EXERCISE:
Please pick out every line in the entries below that contains the word "leaf" and copy each such line in full. Case counts.

Point annotation dataset records:
--------

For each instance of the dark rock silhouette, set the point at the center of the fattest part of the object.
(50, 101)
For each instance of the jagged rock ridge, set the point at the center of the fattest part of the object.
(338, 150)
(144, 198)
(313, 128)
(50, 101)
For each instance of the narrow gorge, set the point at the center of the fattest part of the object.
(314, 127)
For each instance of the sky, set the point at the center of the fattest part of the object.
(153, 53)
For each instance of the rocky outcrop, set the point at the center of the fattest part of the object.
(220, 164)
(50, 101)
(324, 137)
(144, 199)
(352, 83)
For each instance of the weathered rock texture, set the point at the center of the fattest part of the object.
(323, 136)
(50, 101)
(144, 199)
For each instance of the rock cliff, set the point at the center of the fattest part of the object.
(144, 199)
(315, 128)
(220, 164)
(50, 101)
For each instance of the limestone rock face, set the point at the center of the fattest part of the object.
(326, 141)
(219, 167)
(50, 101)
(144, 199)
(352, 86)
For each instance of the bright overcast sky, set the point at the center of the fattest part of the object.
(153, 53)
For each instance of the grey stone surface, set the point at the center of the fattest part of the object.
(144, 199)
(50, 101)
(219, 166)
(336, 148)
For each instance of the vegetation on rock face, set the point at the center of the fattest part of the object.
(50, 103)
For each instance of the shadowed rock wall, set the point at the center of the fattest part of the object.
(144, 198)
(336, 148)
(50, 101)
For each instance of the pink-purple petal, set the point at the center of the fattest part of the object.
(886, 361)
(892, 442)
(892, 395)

--------

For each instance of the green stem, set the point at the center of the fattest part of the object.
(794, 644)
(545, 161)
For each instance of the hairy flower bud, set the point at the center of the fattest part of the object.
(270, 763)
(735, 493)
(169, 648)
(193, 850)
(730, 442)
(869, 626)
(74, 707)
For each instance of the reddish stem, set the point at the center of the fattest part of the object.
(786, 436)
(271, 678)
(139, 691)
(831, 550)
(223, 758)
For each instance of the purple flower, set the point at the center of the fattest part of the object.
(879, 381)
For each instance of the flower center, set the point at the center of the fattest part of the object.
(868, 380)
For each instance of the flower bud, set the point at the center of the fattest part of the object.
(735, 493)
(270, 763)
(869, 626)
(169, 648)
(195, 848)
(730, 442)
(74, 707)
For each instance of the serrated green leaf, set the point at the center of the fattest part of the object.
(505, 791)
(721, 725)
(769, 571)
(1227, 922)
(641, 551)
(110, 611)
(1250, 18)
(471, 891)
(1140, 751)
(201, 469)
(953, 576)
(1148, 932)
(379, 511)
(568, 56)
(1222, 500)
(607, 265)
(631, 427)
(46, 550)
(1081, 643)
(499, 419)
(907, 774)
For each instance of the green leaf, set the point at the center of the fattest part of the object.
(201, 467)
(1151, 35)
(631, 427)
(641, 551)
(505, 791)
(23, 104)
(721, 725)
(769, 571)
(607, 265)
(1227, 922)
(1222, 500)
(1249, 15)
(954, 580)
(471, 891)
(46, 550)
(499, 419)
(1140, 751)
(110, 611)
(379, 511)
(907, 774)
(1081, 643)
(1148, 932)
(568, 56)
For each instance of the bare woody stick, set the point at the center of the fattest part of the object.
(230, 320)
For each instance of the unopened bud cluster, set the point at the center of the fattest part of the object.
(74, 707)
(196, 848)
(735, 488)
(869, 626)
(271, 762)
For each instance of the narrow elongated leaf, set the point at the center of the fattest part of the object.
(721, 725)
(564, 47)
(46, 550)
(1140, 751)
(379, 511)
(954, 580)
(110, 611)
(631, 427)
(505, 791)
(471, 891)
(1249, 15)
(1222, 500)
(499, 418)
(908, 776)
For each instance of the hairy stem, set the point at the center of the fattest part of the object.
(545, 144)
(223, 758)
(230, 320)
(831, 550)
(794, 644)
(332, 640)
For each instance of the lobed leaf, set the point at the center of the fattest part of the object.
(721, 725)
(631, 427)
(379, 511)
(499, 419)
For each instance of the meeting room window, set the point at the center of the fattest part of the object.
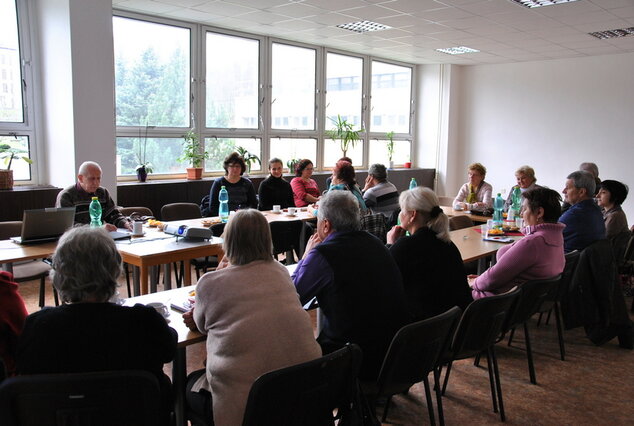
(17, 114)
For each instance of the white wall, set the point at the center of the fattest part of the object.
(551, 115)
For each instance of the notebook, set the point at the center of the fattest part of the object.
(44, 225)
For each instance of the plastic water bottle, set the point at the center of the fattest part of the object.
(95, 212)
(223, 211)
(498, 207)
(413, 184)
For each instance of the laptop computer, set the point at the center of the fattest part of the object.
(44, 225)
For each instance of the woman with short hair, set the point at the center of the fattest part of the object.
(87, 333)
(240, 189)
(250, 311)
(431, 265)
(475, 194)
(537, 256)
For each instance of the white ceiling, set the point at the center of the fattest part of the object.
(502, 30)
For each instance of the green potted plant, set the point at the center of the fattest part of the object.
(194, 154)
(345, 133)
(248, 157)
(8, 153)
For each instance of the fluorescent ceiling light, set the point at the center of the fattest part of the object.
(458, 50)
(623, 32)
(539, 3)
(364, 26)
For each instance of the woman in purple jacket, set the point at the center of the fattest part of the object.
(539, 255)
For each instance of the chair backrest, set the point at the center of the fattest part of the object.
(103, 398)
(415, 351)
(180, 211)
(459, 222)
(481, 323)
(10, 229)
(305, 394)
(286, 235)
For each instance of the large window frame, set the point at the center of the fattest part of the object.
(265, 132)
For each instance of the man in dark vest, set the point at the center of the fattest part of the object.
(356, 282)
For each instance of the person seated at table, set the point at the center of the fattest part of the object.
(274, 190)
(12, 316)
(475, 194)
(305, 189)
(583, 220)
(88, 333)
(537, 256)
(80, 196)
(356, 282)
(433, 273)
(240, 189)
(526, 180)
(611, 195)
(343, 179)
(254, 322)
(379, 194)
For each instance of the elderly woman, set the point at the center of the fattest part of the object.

--------

THE ANSWER:
For each instance of the serrated green leaf, set the point at the center of the fattest part of the object.
For each instance of the green leaf, set the point at the center of the fattest part of the object.
For each instance of the narrow elongated leaf, set the point at the center of the fattest part of the object.
For each instance of the lobed leaf, set the point at the center of the fattest part of the object.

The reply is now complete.